WORK INSTRUCTIONS »
Count the lines of the material below that contain the string "bird", and reply with the number alone.

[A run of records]
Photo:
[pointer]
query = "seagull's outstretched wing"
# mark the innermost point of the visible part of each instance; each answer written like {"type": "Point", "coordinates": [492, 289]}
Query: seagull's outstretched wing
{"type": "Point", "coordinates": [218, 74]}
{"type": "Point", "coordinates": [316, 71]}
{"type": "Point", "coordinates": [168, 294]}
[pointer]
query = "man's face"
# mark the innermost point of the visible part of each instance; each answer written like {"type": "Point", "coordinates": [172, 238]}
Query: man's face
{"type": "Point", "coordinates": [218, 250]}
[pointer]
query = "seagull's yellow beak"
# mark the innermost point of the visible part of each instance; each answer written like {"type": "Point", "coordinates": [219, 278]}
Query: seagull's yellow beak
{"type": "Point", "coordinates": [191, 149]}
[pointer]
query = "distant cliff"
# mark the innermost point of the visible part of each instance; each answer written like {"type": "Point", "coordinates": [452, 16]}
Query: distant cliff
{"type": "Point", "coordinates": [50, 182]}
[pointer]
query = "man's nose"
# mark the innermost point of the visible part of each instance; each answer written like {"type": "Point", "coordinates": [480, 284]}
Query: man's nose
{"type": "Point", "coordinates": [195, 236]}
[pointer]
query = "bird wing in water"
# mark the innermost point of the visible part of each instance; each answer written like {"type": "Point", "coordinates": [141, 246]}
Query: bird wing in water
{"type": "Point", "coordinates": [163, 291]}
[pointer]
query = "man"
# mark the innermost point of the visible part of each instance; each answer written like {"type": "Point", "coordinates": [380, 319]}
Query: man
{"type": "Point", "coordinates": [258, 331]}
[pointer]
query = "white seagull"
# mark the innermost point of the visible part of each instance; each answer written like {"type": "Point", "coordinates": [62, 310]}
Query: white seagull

RESPONSE »
2